══ Available data ══

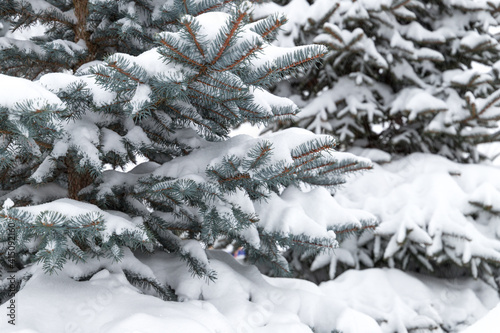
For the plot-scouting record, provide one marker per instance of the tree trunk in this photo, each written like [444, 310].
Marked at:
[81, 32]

═══
══ Available data ══

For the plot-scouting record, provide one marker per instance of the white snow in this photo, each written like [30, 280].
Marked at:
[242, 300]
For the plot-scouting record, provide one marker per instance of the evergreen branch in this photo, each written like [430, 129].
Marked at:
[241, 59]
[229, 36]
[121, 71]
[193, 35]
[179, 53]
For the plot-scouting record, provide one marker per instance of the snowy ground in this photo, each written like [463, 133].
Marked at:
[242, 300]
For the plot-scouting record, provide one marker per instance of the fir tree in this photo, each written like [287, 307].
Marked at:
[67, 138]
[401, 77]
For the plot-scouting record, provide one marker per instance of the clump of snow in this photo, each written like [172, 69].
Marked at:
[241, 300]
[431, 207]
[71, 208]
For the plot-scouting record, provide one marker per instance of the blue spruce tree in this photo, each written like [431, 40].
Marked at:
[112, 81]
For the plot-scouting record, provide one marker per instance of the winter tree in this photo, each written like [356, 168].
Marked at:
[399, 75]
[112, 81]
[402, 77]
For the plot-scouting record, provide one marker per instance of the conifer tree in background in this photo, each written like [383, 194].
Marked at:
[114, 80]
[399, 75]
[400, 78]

═══

_What is asked_: Pull out each line of the records that contains the string "tree". Letter case counts.

_Response_:
For the plot-scouting record, provide one marker per instance of the tree trunk in this photo, each written like [444, 310].
For the plot-scouting record, provide one marker per instance of the fir tree in this photo, each written like [287, 307].
For the plot-scouting record, provide one marker per instance of the blue spruce tree in this photo, each written like [431, 40].
For the plot-scouting record, provide one marker per instance of the winter tree in this photo, each written like [356, 168].
For the plot-scouting record, provide one marker per instance of the conifer tree in background in this photo, each written like [383, 194].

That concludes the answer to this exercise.